TEXTO DE LEITURA:
++++++
30 julho 2013

AQUECIMENTO CENTRAL


À entrada de minha casa há um banco de pedra onde as pessoas gostam de se sentar enquanto aguardam alguém ainda dentro da habitação ou em que, simplesmente, nos quedamos olhando quem passa na rua ou espreitando o por do sol lá ao fundo, para os lados do mar. Como está virado a sul, a pedra do banco mantém-se quente mesmo ao cair da tardinha, quando já tudo vai arrefecendo em redor. É por isso, suponho, que a Mia gosta de se deitar ali, o corpo todo colado à pedra para aproveitar as moléculas restantes de calor. 
© Fotografia de Pedro Serrano, Julho 2013.

24 julho 2013

EM ROMA, SÊ ROMANO


Ia ao King Triplex, ali numa transversal da avenida de Roma, ver uma fita e, por comodidade, escolhi ir jantar a um restaurante em que, de algumas das mesas, se vê a bilheteira do cinema.
Sentei-me, pedi secretos de porco com salada (eles servem uma salada de alface com coentros, combinação muito feliz) e fiquei-me a responder a uns SMS atrasados.
Estava nisto quando senti perto de mim o raspar de cadeiras a ser afastadas. Olhei: na mesa ao lado estavam a sentar-se dois tipos, ambos engravatados e com aquela palidez acinzentada de quem passa os dias em gabinete equipado com janelas anti-suicídio. Um deles – o que exalava o ar mais importante, a estourar num fato novo como sapatos apertados – relanceou em volta um olhar onde se misturava a importância da figura que espera ser reconhecida com a paranoia do poder estar a ser escutado. Abstraí-me no ecrã do Nokia e passado o tempo conveniente voltei a espiolhar, pois estavam entretidos nas ementas. Eu bem me parecia que conhecia uma daquelas caras! Era um dos novos secretários de estado da Saúde, um parceiro vindo directamente do Norte profundo onde, tinha uma ideia vaga, estava ligado ao turismo rural ou assim... Quanto ao outro, percebia-se pela pose, pelo modo como segurava com contenção o menu na vertical aguardando que Sua Exc. decidisse, estava ali para servir de espelho meu e, à sobremesa, se tivesse encarnado o ouvinte perfeito, beneficiar de espaço para poder apresentar o seu empenho, pagar o jantar.
Antes mesmo de Sua Exc. mover o pescoço e lançar um novo olhar paranoico sobre a sala, já eu fixava a montra do restaurante e olhava o exterior com o ar desalentado de quem vê chuva cair.
++++++
EXERCÍCIO 1: Copie sem qualquer alteração o trecho das entradas que começa na linha que contém "written like (575,386)." e segue até ao fim das entradas, com ambas as extremidades incluídas.

(Entradas de pontos etiquetados)
++++++
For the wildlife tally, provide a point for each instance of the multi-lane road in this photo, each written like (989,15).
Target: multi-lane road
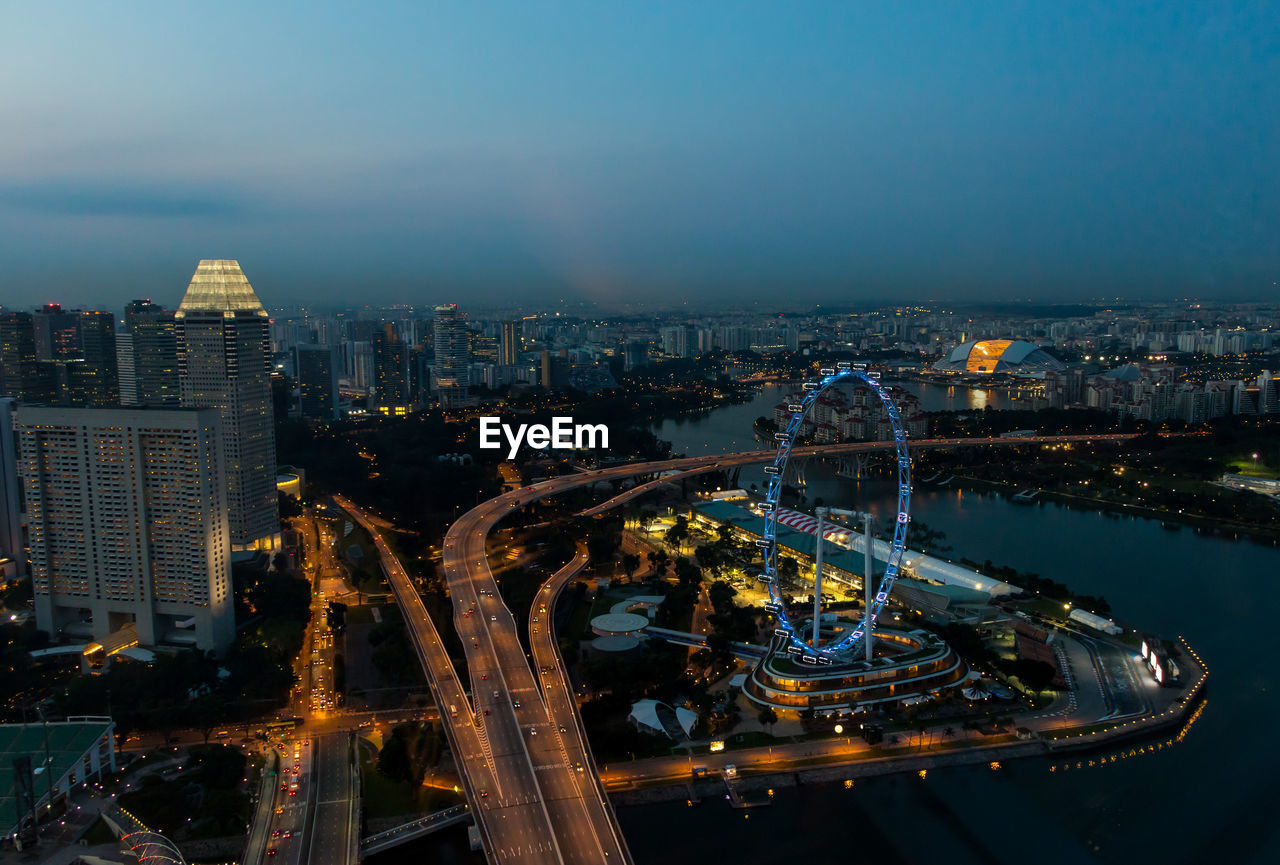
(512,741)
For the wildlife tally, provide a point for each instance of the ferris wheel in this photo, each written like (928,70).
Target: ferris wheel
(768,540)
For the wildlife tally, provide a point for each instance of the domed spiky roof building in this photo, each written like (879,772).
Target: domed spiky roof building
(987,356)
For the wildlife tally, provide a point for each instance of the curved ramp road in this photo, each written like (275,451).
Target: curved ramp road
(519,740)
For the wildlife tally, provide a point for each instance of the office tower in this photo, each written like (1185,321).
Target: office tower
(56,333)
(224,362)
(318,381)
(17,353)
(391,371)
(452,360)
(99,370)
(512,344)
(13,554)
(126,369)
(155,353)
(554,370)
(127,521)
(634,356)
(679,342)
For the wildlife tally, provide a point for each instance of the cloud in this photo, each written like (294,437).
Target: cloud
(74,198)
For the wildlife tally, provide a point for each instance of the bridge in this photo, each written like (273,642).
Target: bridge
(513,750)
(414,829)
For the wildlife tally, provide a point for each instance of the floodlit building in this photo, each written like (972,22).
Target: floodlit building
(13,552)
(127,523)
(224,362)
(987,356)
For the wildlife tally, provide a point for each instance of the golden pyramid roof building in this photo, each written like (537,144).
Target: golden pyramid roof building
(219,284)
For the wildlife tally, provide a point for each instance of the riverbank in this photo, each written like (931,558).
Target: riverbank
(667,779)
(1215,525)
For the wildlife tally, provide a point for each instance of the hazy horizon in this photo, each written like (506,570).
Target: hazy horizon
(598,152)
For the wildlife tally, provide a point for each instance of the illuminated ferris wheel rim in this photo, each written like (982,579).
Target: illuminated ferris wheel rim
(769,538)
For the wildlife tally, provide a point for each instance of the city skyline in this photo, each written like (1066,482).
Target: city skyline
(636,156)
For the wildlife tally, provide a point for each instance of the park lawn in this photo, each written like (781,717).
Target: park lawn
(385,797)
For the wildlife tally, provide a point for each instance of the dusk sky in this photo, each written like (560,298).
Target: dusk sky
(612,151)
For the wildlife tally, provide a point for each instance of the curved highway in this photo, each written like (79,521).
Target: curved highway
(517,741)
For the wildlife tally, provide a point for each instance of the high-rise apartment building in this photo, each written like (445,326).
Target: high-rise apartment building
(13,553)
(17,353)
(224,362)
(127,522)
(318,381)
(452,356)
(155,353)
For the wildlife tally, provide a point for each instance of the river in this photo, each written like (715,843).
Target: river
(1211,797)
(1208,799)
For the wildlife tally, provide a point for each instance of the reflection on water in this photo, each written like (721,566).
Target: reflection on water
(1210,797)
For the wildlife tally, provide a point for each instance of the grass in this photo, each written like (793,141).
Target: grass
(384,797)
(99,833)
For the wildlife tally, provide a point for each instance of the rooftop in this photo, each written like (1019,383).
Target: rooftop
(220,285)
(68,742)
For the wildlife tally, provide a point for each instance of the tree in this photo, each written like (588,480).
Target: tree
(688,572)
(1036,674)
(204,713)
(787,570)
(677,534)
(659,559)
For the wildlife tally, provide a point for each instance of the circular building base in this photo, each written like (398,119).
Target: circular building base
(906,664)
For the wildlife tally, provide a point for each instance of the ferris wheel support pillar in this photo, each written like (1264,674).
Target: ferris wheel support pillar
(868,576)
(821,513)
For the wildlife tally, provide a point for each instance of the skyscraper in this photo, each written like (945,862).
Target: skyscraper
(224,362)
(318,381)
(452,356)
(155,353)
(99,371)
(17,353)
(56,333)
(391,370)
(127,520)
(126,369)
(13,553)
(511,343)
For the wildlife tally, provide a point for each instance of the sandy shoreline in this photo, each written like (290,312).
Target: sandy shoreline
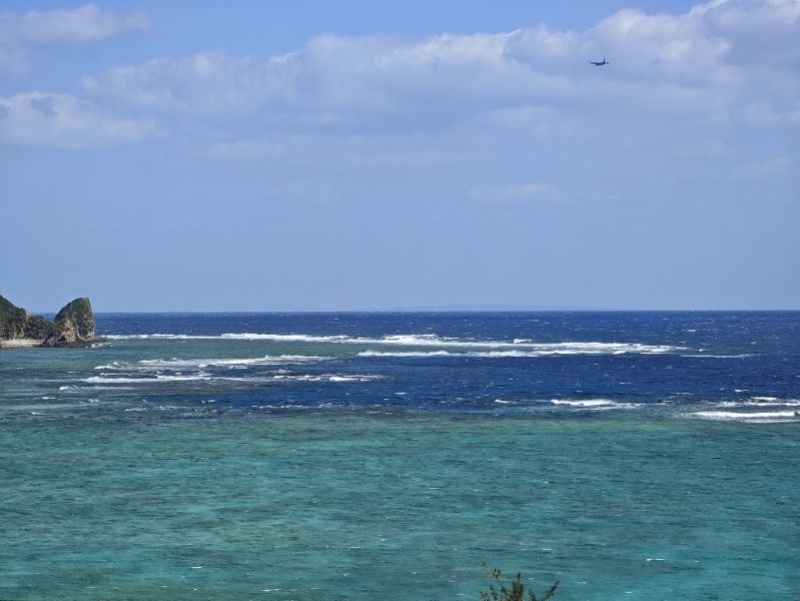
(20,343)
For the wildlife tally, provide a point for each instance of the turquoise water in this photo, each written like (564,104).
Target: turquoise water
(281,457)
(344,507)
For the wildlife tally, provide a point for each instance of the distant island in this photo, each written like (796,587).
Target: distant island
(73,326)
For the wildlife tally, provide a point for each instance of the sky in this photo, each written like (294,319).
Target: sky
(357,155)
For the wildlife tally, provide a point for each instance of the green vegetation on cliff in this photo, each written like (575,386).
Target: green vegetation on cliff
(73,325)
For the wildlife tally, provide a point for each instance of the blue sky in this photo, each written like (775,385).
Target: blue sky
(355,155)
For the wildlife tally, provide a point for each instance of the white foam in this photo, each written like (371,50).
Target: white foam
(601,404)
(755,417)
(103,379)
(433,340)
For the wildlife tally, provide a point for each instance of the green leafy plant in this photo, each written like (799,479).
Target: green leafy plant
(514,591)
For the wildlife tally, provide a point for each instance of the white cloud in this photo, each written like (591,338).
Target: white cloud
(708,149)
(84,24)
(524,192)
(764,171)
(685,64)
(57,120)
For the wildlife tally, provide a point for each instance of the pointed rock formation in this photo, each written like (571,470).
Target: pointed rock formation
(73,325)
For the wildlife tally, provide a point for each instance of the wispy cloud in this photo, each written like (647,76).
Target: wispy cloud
++++++
EXERCÍCIO 2: Segundo o texto de leitura, que prato foi pedido no restaurante perto do King Triplex?

RESOLUÇÃO COMPLETA 1:
For the wildlife tally, provide a point for each instance of the green vegetation on cliff in this photo, each written like (575,386).
Target: green vegetation on cliff
(73,325)
For the wildlife tally, provide a point for each instance of the blue sky in this photo, each written like (775,385).
Target: blue sky
(355,155)
For the wildlife tally, provide a point for each instance of the white foam in this photo, each written like (371,50).
Target: white foam
(601,404)
(755,417)
(103,379)
(433,340)
For the wildlife tally, provide a point for each instance of the green leafy plant in this photo, each written like (799,479).
Target: green leafy plant
(514,591)
For the wildlife tally, provide a point for each instance of the white cloud in this photo, each written like (591,338).
Target: white cloud
(708,149)
(84,24)
(524,192)
(764,171)
(685,64)
(57,120)
For the wildlife tally, provide a point for each instance of the pointed rock formation in this photo, each written like (571,470).
Target: pointed rock formation
(73,325)
For the wildlife tally, provide a point for each instance of the wispy cloud in this photo, each written like (647,76).
Target: wispy cloud

RESOLUÇÃO COMPLETA 2: Secretos de porco com salada.